- **SELECTED EXCERPT**:
━━━
There have never been so many young people in the world. There are 1.8 billion people between the ages of 10 and 24 and that population is growing fastest in the poorest countries. In 15 countries in sub-Saharan Africa, half the population is under age 18[1].
Here in Kenya, 43% of the population is under 15[2]. They face problems unique to their age group, including 25% unemployment[3] – double that of the general population. They also lack access to finance that works for them: 23% of 18-25 year-olds are excluded from financial services.
This is despite the fact that, as we wrote about last month, young Kenyans are learning about money earlier than you might think: they’re picking up financial lessons from their parents from as early as four or five years old. By 18, almost a third have mobile money accounts.
Despite this, limited financial service providers in developing countries target youth specifically. Around the world, youth are 33% less likely[4] to own a bank account than adults.
This is a missed opportunity for financial service providers – youth are potential long term customers – and for social gains: there are high correlations between youth savings and gross domestic product per capita and secondary school enrolment.
━━━
- **DATASET CONTENT**:
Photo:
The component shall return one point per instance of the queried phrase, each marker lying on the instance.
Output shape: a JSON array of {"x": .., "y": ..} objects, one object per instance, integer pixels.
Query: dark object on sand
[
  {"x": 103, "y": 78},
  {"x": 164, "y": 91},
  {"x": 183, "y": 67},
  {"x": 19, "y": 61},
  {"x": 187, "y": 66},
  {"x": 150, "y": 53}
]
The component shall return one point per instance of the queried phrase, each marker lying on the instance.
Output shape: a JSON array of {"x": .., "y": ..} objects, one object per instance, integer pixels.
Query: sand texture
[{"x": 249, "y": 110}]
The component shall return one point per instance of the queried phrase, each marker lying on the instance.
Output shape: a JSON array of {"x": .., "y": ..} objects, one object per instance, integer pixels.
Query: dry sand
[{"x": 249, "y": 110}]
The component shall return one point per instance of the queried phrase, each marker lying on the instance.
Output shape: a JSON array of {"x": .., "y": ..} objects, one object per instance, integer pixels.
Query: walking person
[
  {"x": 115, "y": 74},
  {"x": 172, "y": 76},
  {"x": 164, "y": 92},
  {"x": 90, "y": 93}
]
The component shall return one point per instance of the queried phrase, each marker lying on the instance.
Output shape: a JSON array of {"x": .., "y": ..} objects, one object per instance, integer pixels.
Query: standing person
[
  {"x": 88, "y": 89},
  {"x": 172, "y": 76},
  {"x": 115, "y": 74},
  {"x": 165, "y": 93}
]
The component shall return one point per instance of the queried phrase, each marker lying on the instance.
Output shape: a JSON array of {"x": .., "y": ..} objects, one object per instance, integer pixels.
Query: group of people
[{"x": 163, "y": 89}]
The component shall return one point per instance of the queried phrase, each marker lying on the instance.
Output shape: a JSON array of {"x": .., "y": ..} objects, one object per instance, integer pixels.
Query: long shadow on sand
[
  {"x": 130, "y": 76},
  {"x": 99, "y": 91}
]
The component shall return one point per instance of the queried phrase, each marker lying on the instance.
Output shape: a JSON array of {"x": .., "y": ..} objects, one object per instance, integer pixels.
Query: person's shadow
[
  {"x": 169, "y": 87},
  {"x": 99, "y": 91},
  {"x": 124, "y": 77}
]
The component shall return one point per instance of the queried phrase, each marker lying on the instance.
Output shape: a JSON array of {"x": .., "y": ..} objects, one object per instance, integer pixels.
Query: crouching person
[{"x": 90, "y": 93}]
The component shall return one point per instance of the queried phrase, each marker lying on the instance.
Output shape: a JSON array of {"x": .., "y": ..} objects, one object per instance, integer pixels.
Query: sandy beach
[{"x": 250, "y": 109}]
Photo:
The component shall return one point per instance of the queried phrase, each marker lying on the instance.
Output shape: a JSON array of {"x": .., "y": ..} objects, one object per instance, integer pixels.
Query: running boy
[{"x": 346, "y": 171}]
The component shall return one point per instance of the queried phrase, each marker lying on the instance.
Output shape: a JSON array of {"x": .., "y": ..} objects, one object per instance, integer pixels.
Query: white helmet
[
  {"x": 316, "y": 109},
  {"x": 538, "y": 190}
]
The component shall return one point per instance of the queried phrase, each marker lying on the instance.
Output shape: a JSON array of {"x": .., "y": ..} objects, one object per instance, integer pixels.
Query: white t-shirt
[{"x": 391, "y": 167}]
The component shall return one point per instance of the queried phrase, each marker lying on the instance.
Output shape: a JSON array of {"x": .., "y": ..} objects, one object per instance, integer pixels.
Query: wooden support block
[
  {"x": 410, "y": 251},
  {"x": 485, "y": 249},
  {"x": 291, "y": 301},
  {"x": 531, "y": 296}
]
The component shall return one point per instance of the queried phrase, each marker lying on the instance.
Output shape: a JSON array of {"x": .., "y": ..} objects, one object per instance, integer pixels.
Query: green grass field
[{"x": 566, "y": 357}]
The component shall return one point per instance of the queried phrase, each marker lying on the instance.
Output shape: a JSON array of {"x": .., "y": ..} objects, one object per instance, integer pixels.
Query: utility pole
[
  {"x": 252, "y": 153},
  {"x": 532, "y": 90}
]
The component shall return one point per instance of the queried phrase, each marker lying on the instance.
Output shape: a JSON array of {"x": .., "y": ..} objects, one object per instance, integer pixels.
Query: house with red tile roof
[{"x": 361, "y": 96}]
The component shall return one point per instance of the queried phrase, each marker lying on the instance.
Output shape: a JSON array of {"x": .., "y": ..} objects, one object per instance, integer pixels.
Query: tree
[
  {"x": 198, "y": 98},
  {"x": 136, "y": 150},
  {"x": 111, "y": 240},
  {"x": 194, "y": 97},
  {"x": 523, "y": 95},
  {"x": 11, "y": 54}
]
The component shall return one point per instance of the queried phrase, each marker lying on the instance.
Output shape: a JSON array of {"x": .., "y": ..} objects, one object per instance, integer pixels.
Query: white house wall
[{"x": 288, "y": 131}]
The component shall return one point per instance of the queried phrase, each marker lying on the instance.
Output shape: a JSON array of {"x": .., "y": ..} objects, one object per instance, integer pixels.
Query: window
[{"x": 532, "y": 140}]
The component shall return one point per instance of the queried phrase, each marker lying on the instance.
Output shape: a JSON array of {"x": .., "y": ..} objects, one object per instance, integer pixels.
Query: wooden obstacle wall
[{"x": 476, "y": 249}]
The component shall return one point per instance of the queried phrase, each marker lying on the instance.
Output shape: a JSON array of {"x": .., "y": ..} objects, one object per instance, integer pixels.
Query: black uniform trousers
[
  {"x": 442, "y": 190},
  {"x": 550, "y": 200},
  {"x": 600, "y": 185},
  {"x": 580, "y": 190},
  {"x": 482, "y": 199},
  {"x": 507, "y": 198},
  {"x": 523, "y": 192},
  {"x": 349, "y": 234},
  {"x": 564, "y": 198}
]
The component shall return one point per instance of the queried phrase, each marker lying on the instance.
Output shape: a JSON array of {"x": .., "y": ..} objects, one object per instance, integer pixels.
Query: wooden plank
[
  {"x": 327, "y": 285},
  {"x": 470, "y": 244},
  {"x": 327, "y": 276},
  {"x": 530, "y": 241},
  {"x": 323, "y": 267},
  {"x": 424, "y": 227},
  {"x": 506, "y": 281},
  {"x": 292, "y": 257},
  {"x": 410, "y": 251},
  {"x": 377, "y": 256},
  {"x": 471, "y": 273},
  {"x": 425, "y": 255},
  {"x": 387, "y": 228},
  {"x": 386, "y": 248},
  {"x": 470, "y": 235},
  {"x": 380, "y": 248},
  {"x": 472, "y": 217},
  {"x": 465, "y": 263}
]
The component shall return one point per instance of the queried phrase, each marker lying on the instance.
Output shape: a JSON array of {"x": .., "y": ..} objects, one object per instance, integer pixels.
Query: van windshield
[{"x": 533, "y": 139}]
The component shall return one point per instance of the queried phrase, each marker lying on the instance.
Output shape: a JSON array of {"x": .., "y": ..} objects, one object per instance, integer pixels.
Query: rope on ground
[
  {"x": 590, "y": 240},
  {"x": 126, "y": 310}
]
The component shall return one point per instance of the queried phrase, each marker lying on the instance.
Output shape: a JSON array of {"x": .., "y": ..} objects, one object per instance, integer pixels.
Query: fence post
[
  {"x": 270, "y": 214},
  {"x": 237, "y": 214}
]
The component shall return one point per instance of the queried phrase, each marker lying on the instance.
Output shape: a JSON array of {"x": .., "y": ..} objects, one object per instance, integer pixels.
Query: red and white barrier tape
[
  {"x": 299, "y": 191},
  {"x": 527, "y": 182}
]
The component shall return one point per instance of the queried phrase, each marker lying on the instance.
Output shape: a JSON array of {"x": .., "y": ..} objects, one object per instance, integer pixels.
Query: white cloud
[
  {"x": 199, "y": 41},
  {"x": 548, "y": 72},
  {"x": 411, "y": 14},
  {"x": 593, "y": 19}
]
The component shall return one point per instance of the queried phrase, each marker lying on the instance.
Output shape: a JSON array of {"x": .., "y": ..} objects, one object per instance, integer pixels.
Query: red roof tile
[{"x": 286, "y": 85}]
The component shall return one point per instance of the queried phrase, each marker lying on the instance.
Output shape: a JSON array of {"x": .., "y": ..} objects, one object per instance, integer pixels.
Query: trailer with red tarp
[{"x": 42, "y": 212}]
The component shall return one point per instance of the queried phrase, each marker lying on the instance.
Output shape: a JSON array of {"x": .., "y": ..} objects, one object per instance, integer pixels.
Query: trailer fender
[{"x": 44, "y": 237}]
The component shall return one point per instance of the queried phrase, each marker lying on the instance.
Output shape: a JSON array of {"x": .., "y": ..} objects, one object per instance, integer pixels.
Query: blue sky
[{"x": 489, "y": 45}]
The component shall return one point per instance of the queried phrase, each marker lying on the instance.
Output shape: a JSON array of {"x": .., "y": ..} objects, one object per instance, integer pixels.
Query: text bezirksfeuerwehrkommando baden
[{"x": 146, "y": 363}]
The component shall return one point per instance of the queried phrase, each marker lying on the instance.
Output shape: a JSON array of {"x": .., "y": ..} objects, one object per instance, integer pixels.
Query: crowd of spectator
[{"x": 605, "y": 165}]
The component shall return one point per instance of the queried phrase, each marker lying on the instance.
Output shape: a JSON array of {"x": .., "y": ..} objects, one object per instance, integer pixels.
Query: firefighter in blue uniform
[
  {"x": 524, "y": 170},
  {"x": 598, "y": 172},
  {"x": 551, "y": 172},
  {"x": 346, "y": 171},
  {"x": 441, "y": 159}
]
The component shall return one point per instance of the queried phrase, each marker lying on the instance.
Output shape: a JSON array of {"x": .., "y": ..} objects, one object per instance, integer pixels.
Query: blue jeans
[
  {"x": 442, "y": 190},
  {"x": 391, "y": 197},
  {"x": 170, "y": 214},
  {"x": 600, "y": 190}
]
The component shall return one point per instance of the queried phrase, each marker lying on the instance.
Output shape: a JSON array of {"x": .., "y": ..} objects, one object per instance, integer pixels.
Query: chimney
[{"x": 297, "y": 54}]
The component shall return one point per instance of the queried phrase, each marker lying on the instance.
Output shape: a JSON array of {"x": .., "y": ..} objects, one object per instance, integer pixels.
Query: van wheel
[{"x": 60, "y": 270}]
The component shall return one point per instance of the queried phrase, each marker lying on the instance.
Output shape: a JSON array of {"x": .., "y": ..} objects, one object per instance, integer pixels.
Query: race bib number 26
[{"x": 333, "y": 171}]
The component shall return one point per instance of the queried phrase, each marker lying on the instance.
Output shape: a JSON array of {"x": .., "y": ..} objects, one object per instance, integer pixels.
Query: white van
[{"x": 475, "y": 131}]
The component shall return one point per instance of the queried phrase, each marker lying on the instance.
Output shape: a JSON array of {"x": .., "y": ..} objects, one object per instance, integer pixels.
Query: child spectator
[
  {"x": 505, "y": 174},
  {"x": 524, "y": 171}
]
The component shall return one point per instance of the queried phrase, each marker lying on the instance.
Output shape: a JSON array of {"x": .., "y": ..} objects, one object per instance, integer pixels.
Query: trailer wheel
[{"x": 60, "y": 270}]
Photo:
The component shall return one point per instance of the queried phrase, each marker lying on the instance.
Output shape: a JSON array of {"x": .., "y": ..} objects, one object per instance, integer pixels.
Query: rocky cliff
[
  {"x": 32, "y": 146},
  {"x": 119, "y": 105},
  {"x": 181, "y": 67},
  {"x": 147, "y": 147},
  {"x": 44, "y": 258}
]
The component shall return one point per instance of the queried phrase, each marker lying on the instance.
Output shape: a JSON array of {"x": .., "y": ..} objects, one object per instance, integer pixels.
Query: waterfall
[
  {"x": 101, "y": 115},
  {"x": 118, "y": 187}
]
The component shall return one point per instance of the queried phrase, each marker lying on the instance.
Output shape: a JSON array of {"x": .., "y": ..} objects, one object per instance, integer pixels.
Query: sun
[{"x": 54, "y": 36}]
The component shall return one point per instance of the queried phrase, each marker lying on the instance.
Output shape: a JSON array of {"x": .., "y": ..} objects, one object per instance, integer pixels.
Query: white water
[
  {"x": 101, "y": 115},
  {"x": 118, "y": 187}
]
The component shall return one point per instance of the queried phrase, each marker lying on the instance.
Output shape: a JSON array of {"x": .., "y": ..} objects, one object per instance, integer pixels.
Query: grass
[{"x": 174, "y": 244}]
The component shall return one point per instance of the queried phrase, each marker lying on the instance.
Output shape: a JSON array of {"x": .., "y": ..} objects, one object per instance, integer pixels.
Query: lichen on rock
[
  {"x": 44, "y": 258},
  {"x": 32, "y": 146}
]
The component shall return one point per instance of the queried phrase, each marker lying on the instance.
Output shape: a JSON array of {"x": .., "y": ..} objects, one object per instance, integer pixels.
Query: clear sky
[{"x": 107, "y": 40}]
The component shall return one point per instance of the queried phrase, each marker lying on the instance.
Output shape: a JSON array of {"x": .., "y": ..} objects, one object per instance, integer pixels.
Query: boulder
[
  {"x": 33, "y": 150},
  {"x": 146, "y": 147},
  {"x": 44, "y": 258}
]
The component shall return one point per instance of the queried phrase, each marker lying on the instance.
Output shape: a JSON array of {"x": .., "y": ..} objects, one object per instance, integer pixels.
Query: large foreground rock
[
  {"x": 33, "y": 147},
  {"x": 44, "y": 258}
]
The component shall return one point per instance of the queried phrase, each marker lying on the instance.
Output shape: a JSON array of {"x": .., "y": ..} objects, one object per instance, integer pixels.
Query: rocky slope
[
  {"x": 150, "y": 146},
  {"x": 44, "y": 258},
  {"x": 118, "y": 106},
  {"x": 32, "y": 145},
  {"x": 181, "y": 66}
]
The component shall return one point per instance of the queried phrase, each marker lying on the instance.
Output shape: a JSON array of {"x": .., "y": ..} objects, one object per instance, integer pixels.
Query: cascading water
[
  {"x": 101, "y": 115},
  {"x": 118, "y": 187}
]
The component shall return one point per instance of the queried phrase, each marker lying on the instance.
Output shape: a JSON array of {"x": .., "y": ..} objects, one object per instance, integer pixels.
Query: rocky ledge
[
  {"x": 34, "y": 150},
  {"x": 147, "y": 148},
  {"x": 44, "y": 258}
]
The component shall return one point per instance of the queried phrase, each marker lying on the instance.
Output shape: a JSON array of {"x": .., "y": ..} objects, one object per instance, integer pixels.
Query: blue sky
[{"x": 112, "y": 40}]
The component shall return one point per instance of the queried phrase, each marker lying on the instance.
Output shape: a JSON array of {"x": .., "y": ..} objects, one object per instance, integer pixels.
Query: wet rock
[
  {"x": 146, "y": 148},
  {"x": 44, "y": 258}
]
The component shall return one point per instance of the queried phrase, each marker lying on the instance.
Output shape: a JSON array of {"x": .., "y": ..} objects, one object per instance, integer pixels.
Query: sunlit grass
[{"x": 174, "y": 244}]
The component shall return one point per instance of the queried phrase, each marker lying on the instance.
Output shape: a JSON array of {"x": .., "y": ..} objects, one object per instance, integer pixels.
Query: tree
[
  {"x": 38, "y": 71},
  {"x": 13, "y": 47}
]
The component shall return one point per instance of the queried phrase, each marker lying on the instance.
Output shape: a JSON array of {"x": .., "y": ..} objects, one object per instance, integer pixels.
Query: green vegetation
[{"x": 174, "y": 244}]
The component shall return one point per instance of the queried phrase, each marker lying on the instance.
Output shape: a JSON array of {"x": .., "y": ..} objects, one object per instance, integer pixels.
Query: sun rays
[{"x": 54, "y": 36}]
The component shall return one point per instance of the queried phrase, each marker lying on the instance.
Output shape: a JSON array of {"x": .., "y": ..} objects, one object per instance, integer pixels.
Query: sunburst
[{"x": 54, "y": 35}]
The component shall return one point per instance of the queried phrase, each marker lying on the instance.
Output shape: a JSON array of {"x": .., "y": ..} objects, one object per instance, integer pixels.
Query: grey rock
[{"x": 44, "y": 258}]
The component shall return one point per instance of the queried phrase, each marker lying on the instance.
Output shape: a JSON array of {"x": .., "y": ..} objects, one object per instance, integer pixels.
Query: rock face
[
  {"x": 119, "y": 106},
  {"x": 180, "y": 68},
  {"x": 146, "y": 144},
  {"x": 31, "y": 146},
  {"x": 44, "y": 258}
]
━━━
- **TO BE DONE**:
**1)** In the passage on youth financial inclusion, reproduce the section from "This is despite" to "account than adults.", substituting "low-income countries" for "developing countries".
**2)** Proceed with the passage on young people's access to financial services, starting after its final sentence.

- **PER-TASK ANSWERS**:
**1)**
This is despite the fact that, as we wrote about last month, young Kenyans are learning about money earlier than you might think: they’re picking up financial lessons from their parents from as early as four or five years old. By 18, almost a third have mobile money accounts.
Despite this, limited financial service providers in low-income countries target youth specifically. Around the world, youth are 33% less likely[4] to own a bank account than adults.

**2)**
But youth savings accounts can be challenging. As CGAP notes in their report The Business Case for Youth Savings: A Framework, youth savings accounts often bring small returns over a longer period of time. Youth are also harder to reach, tend to have limited savings, and are scared off by even small fees.
Youth are also vulnerable to getting stuck in debt cycles. In Kenya, as in the rest of the world, more youth use credit than saving money. In 2012, youth globally had $186 million outstanding in credit, $48 million in savings, and only $1.2 million in insurance.
Still, Kenyan youth have a lot of things to be excited about.
Last month, we wrote about Touch Doh, an app still in beta testing that we hope will change the way young Kenyans think about and interact with money. Touch Doh was developed when FSD commissioned Well Told Story to research what moves people from basic mobile transactions to more advanced uses. We found that, in most cases, it’s a crisis.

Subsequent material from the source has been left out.